Extracted text —
● ● ● ●

Restaurant food at its best
There’s no reason you need to blow your “calorie budget” when you go out to eat. Just follow these tips:
- If you know you’re going to eat out, think about what foods you’ll choose over the whole day. For example, plan on a light lunch if you’ll eat out at dinnertime.
- Avoid skipping meals, which may make you overindulge later or show up at the restaurant famished!
- If you’d like to splurge on a higher calorie entrée, skip dessert.
- Commit to sticking to your plan once you’re in the restaurant.
- Avoid all-you-can-eat buffets, which are usually diet disasters!
- Order regular portion sizes instead of the jumbo or super sizes.
- Try an appetizer, half an entrée, or share a meal with a friend and order an extra side salad.
- Ask for half your entrée to be wrapped up to go before the food is brought to the table.
- Order each item separately (a la carte) to get exactly what you want. For example, one chicken enchilada easy-on-the-sauce, side salad, and fruit dessert instead of the enchilada plate with rice, refried beans, sour cream and guacamole.
- Learn to spot which dishes are made with lower calorie cooking methods, such as grilling. Avoid breading and frying when possible.
- Ask your server what ingredients are used.
- Ask how dishes are prepared and if they can prepare it your way: grill the chicken, steam the vegetables, bring sauces and salad dressings on the side, put just a dollop of cream sauce on the pasta primavera and order extra grilled vegetables.
- Make healthy substitutions like a baked potato instead of fries, or a salad or fresh fruit instead of another high fat side.
- Don’t tempt yourself! Have the waiter remove the bowl of chips, or the basket of bread. Calories from nibbling can add up before you know it.
- Limit alcohol which contains empty calories, has few nutrients, and can weaken your will power.
- Clear broth-based soups like miso, Chinese wonton or hot and sour soup, consommé, tortilla soup, or minestrone.
- Lettuce or spinach salads with vegetables and dressing on the side. Darker lettuces tend to have more nutrients. Go light on bacon bits, croutons, cheese, and mayonnaise-based items like macaroni salad or tuna salad.

● ● ● ●

Data shown —
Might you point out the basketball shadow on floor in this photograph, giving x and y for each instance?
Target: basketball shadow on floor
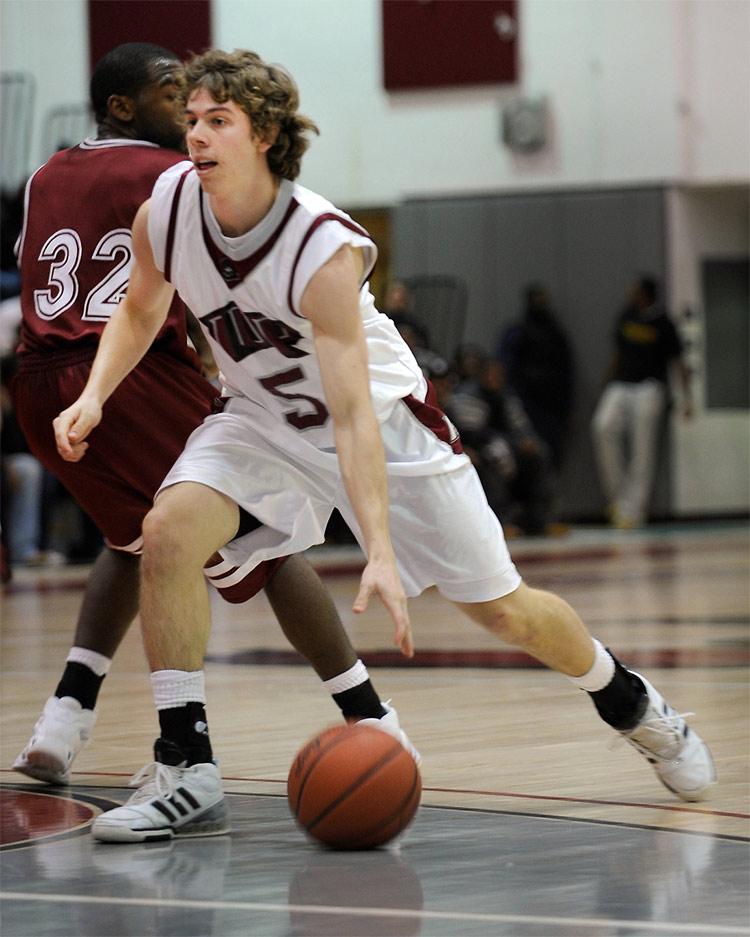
(456, 871)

● ● ● ●

Task requirements —
#1 Sum up the restaurant eating tips in two sentences.
#2 Carry the restaurant eating tips on past their final line, keeping the same style.
The data isn't needed for what comes next.

Response list —
#1 Eating out doesn't have to blow your calorie budget if you plan the day's food ahead, don't skip meals, and order regular portions, half an entrée, or a shared meal. Ask how dishes are prepared, choose grilled over breaded or fried, make healthy swaps, skip the bread or chips and limit alcohol, and pick broth-based soups or salads with dressing on the side.

#2
- Raw vegetables (crudités) with a small amount of low-calorie dip.
- Steamed vegetables with a slice of lemon; grilled veggies that are not drenched in oil or butter.
- Meats that are grilled, broiled, roasted, or baked without added fat. Choose seafood that is broiled, baked, steamed, blackened, or poached.
- A reasonable portion of steak—3 to 6 oz.; other lean meat cuts served au jus, with a flavorful fruit sauce, or stir-fried with vegetables. Again, go easy on the rich sauces.
- A baked potato with a pat of butter or small amount of sour cream. Top with broccoli, low-fat chili, or salsa.
- Sandwiches on whole wheat, pita, multi-grain breads; with low-fat meats and cheeses; mustard, relish, ketchup, or low-fat mayonnaise. Add flavor and vitamins with roasted sweet peppers, lettuce, tomato, jalapenos, and chopped olives (small amount).
- Fresh fruit, sherbet, and angel food cake are good choices for dessert.
Hidden calories: Look for the following descriptions to uncover higher calorie menu choices: pan-fried, sautéed, battered, breaded, au gratin, cheesy, creamy, buttered, deep-fried, or crispy—as in the “crispy,” deep-fried tortilla bowl holding the salad.
- An occasional hamburger and fries won’t ruin your diet or your waistline, but eating at fast food restaurants regularly certainly might.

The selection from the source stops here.